## Problem description:
Skip the pictures. Reproduce all other material exactly.

* Start Entries provided *

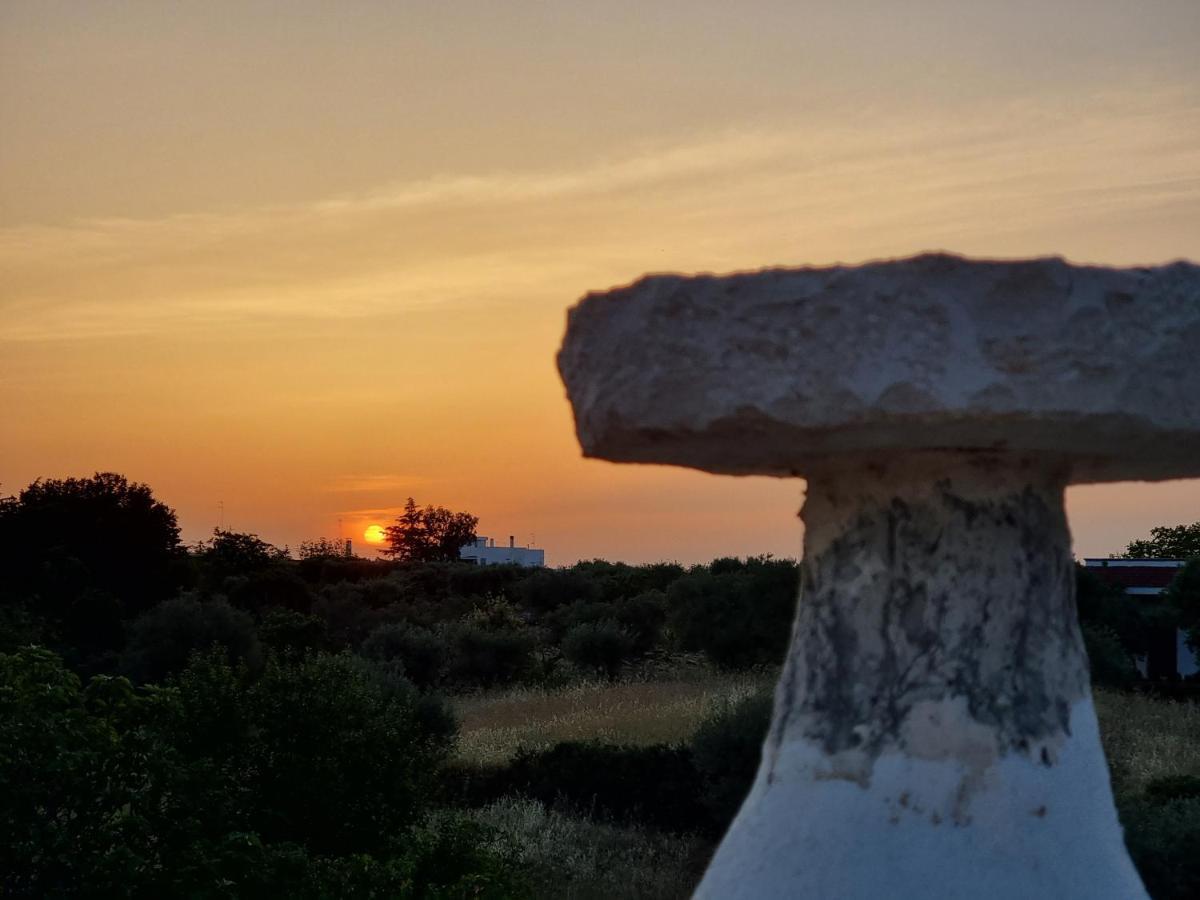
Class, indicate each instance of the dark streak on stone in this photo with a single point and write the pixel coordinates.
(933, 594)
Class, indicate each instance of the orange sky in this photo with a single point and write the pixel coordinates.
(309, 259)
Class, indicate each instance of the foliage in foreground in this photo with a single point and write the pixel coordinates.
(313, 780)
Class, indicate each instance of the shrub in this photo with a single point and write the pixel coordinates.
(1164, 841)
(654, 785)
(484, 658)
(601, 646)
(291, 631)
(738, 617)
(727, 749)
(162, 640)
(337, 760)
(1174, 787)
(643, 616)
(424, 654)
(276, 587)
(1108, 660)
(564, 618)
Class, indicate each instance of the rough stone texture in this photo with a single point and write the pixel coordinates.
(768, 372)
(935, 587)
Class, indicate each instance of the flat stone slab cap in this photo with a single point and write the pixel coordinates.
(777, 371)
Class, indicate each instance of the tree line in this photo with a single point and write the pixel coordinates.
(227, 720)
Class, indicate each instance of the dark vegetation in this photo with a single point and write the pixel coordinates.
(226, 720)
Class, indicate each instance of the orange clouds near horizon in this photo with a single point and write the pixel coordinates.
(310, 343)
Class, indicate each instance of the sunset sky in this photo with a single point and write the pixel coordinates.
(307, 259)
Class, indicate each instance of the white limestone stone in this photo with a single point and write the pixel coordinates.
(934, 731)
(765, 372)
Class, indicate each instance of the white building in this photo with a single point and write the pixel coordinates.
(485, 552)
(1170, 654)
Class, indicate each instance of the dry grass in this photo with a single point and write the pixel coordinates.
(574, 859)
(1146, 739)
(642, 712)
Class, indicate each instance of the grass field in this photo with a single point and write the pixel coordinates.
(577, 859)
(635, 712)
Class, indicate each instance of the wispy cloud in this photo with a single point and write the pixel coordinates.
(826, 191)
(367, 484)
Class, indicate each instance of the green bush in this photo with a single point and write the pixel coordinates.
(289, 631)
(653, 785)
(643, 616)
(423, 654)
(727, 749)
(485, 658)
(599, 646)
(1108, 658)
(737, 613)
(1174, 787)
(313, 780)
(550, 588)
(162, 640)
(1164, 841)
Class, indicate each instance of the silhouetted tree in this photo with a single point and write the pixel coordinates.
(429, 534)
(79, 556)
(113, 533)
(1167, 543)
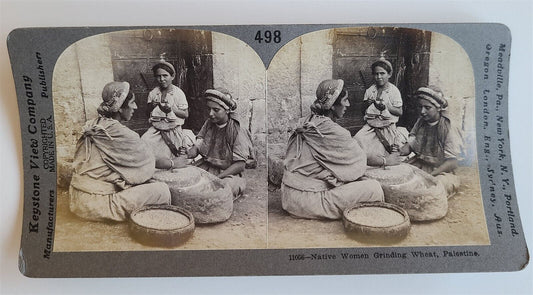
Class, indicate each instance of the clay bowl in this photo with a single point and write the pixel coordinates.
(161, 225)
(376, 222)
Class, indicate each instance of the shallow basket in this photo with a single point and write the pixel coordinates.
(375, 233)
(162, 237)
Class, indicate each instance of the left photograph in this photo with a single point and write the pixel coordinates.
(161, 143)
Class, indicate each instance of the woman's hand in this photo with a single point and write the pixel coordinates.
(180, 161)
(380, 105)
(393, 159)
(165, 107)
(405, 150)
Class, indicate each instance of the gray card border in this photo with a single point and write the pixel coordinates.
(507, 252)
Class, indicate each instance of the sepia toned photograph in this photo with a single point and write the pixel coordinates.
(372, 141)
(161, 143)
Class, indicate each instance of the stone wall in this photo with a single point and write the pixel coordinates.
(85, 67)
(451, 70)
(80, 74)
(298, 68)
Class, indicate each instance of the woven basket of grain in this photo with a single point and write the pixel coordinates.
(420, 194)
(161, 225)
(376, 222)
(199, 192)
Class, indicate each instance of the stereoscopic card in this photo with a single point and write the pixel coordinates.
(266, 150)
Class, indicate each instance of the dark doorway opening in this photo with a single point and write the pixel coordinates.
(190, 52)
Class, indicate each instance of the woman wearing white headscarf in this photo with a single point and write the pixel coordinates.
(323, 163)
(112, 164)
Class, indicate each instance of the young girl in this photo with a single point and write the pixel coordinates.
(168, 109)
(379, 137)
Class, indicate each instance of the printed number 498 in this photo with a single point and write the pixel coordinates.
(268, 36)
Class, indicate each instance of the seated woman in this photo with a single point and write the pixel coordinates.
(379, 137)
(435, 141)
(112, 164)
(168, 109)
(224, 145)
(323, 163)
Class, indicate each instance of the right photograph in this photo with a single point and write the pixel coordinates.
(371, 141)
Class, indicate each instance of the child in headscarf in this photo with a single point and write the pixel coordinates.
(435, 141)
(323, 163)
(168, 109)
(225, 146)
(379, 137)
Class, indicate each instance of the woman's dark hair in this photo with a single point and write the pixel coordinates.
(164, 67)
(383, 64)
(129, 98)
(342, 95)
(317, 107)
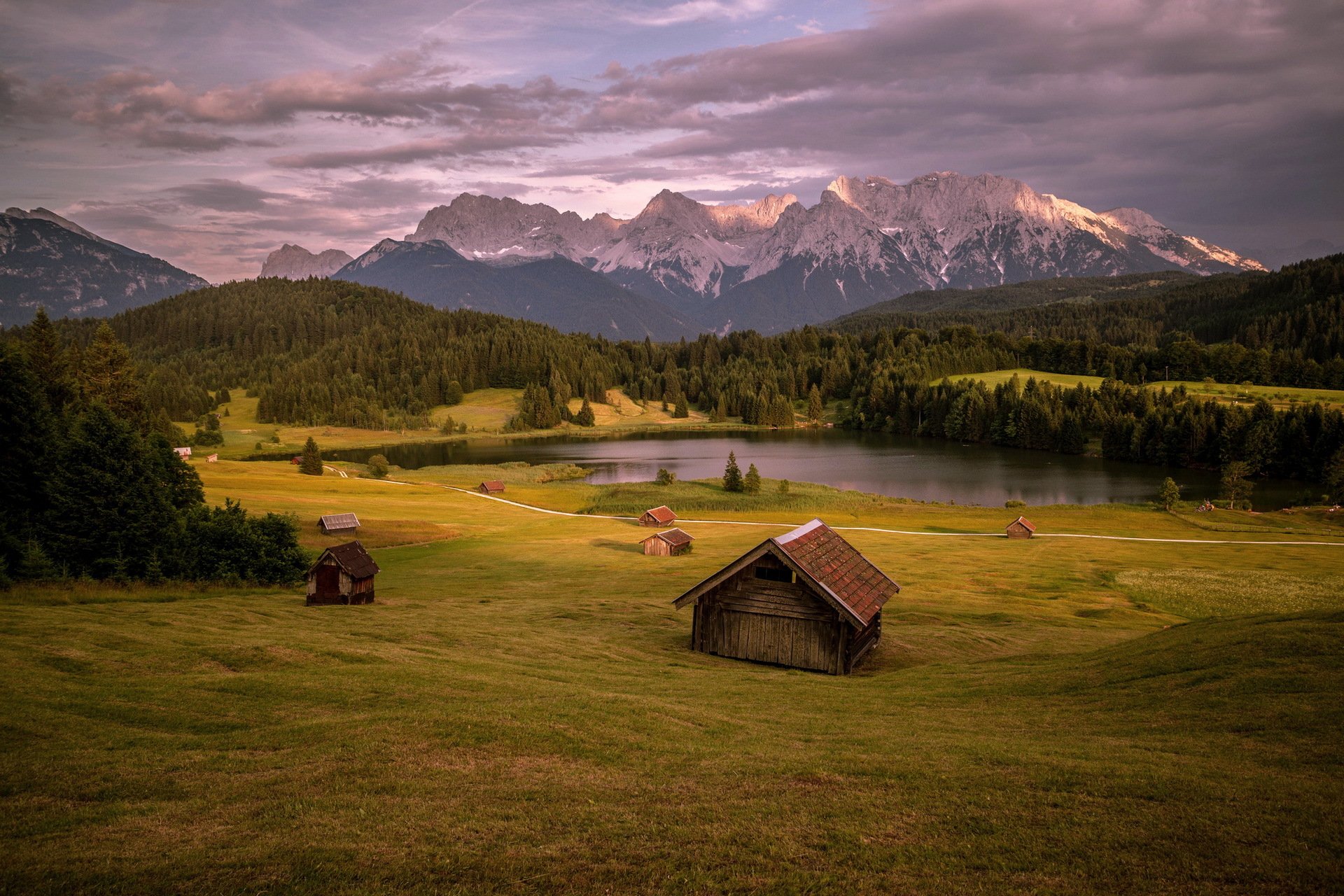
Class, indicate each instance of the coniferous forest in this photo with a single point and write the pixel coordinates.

* End Entries provided *

## Completed task:
Class, indicate each instance of the dark streak on stone in this photo with a single point and write the pixel coordinates.
(933, 594)
Class, indicate each instance of the orange sky in this photo with a single point and write the pixel coordinates.
(309, 259)
Class, indicate each instance of the foliage in foreground in this photo with a single point and write the pixel coordinates.
(313, 780)
Class, indicate each instance of the shrub in this photo with a single point and write the pixel coordinates.
(1164, 841)
(654, 785)
(484, 658)
(601, 646)
(291, 631)
(738, 617)
(727, 749)
(162, 640)
(337, 760)
(1174, 787)
(643, 616)
(424, 654)
(276, 587)
(1108, 660)
(564, 618)
Class, indicate each instance of the rough stone texture in this photo with a single point and write the pixel coordinates.
(768, 372)
(935, 587)
Class, indicate each instance of the flat stone slab cap in this photo with a single point and write the pixel coordinates.
(777, 371)
Class, indicate each instance of the tree line in this photo with a single point and write the pixel coordinates.
(227, 720)
Class, indicate each instance of the dark vegetation in this photo with a single point and write the pixel coordinates.
(226, 720)
Class, indicate each instance of the orange clouds near horizon in this photo with a single point and write the pixel coordinates.
(310, 343)
Class, indicate each instance of the sunset sky in this photo with a single point and write the pixel coordinates.
(307, 259)
Class, indicate each instance of the white limestone stone in this photo with a single point and write the pixel coordinates.
(934, 731)
(765, 372)
Class, indicate each instance of the white building in this photo with a single point and write the pixel coordinates.
(485, 552)
(1170, 654)
Class, indicate each instance of the dry grass in this photo with a single point and write the pixel coordinates.
(574, 859)
(1146, 739)
(642, 712)
Class, indicate each instance of the grass field in this photo with a single point and write the pixel coordinates.
(577, 859)
(635, 712)
Class, indicate each instance of the wispy cloud in this photo with a single point and write the pixel coordinates.
(826, 191)
(367, 484)
Class, indicate each instance of the green bush in this photo with a single point and write the pixel coordinates.
(289, 631)
(653, 785)
(643, 616)
(423, 654)
(727, 749)
(485, 658)
(599, 646)
(1108, 658)
(737, 613)
(1174, 787)
(313, 780)
(550, 588)
(162, 640)
(1164, 841)
Class, indicate each instance of the silhouetted tree in this photo with a single point and write the pixel coordinates.
(429, 534)
(79, 556)
(113, 533)
(1167, 543)
Class, indicate each instance of the clay bowl in this photo with a single point and write the pixel coordinates.
(161, 225)
(376, 222)
Class, indicate each instance of the shallow basket in this photo with a single point and write the pixel coordinates.
(375, 233)
(162, 237)
Class, indicate each instance of the left photograph in this photo with a single point and write the pixel coordinates.
(161, 143)
Class, indicate each instance of the woman's hand in this photo with a single point and write the pixel coordinates.
(180, 161)
(380, 105)
(393, 159)
(165, 107)
(405, 150)
Class, indicate each instance of the gray card border in this photo with a single point and write the pixel coordinates.
(507, 252)
Class, indicate each instance of the sepia toned photograph in this photo with a single point and write the pixel coordinates.
(372, 141)
(161, 143)
Class, indicate each instance of the stone wall in this photo with a single point and write the pixel coordinates.
(85, 67)
(451, 70)
(80, 74)
(298, 68)
Class, indicate each instance of the woven basket of grain in this photo with a single point and write the pixel coordinates.
(420, 194)
(161, 225)
(376, 222)
(199, 192)
Class, indicate each instance of the stereoscopic card in this photo with a single point and write the pixel coordinates.
(266, 150)
Class, indicate each instance of the dark doorway opening in this photo with a single point and write the pixel coordinates.
(190, 52)
Class, indicate each instance of the woman wearing white headscarf in this photo with a single point and write the pixel coordinates.
(323, 163)
(112, 164)
Class, indicate each instance of the young girl in this photo with a single point and write the pixel coordinates.
(168, 109)
(379, 137)
Class, indicate each instance of the printed number 498 in this photo with a single point and write the pixel coordinates.
(268, 36)
Class, indicate each instance of the seated woman in this photo with a single point and write the pixel coordinates.
(379, 137)
(435, 141)
(112, 164)
(168, 109)
(224, 145)
(323, 163)
Class, indicate each instance of the right photograph in this photo with a single point and write the pixel coordinates.
(371, 141)
Class, indicate each instance of the child in headscarf in this photo with a single point and write the pixel coordinates.
(435, 141)
(323, 163)
(168, 109)
(225, 146)
(379, 137)
Class, indicate each instance of the woman's dark hair in this photo with a single point and write the pixel coordinates.
(164, 67)
(383, 64)
(129, 98)
(342, 95)
(317, 107)
Class, indicate each instance of the coniferous forest in this photo with a single point and write the pixel coordinates.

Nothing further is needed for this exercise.